* Exercise passage *
⟨

True sea slugs are divided into a number of taxonomic orders, however 5 are perhaps the most popular/dominant with regards to scuba divers and naturalists. To read our recent published work on sea slug diversity and importance on Koh Tao and Thailand, read the link here. The five major orders of Sea Slug to be found, particularly on Koh Tao are as follows:
Sap Sucking slugs that feed on macro algae. These slugs are diverse vegetarians and are famous for the ‘kleptoplasty’ ability that many species have which allows them to keep ingested chloroplasts active inside their own bodies. To translate, this means many species can effectively become ‘solar powered’ with minimal need to actively feed for varying lengths of time.
Naked Gill slugs are the most diverse and well known sea slugs in the marine environment. They are among the most colourful and charismatic of sea slugs and largely feed on sponges and other toxic/deterrent food sources that can be used in its own defences. The huge variety of shapes and sizes of nudibranchs make them among the most popular in the diving community.
Headshield/Tailed/Bubble shell slugs are largely carnivorous with several being omnivorous. Many species within this order are still in the process of losing their shell, a remnant of the snails they evolved from, with some that have retained shells large enough for the whole body of the animal and others with small, relatively useless shells. These slugs are also highly charismatic in colouration but are less diverse and often more cryptic than nudibranchs.

⟩

* What you will do *
Could you write out everything from "Naked Gill slugs" down to "cryptic than nudibranchs." in the sea slug passage again, swapping "charismatic" for "striking"? The data that follow come from a separate source.

(Data records)
⟨

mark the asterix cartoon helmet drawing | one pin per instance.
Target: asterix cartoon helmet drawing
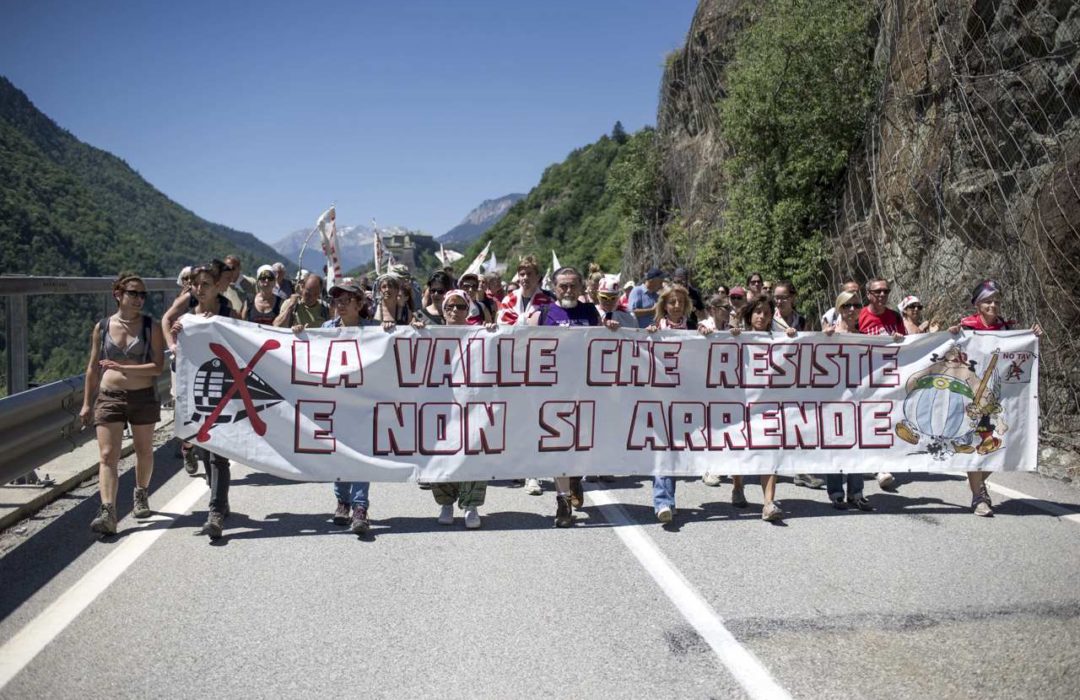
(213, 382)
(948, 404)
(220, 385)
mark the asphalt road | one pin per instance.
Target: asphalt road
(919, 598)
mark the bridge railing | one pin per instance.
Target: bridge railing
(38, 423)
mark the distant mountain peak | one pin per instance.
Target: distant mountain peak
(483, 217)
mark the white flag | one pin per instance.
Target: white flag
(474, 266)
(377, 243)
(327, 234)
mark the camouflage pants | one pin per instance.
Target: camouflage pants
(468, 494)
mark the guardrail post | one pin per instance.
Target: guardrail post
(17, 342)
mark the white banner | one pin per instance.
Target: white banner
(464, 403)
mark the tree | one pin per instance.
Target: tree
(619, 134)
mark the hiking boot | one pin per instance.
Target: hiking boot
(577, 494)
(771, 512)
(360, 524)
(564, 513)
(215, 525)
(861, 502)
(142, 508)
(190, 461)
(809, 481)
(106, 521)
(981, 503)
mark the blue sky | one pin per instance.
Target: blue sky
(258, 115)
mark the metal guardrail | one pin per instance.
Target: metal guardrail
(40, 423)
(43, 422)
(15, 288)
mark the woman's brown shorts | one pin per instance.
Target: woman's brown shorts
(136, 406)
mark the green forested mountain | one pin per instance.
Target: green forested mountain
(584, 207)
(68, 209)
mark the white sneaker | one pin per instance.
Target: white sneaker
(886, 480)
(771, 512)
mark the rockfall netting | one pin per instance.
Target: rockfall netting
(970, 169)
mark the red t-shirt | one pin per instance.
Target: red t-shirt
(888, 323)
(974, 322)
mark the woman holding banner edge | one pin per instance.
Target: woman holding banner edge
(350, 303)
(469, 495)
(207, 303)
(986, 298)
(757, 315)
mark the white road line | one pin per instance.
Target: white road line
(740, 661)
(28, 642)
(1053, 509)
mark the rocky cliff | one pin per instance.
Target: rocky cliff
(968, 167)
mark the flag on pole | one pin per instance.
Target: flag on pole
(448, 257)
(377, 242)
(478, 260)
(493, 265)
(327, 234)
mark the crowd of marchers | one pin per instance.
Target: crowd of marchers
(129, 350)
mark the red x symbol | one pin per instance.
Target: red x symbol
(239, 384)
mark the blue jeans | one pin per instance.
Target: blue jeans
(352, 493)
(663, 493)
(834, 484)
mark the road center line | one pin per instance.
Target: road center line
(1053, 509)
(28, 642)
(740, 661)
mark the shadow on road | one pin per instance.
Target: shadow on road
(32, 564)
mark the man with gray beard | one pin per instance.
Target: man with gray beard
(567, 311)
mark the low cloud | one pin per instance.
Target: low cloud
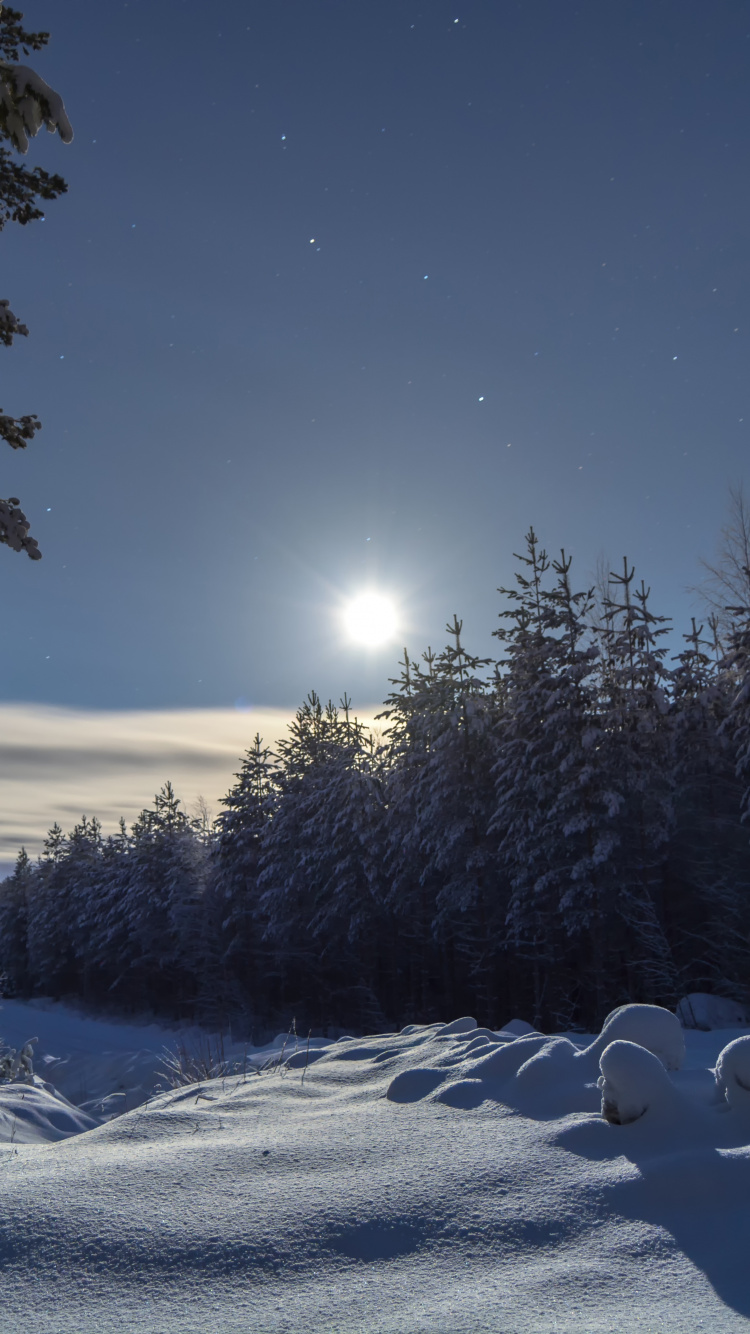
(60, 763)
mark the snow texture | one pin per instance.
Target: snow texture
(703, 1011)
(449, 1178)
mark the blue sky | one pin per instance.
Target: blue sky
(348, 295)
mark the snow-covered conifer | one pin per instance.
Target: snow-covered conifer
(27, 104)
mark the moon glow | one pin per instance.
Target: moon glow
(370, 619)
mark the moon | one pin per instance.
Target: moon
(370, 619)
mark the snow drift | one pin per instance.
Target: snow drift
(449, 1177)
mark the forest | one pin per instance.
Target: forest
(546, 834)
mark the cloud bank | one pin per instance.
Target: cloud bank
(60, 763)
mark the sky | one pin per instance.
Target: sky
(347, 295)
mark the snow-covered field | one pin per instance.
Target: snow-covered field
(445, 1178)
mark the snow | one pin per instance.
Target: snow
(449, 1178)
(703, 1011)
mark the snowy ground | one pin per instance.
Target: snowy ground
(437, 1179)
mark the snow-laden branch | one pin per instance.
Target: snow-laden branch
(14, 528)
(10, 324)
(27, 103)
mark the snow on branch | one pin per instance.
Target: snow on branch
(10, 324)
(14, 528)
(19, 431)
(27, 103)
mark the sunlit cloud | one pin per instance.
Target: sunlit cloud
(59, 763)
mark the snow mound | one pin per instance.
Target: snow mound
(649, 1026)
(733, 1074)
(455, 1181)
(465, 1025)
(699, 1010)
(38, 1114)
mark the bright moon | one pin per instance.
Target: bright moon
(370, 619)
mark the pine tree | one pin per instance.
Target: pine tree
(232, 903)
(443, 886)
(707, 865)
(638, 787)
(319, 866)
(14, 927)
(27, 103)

⟩

* Answer below *
Naked Gill slugs are the most diverse and well known sea slugs in the marine environment. They are among the most colourful and striking of sea slugs and largely feed on sponges and other toxic/deterrent food sources that can be used in its own defences. The huge variety of shapes and sizes of nudibranchs make them among the most popular in the diving community.
Headshield/Tailed/Bubble shell slugs are largely carnivorous with several being omnivorous. Many species within this order are still in the process of losing their shell, a remnant of the snails they evolved from, with some that have retained shells large enough for the whole body of the animal and others with small, relatively useless shells. These slugs are also highly striking in colouration but are less diverse and often more cryptic than nudibranchs.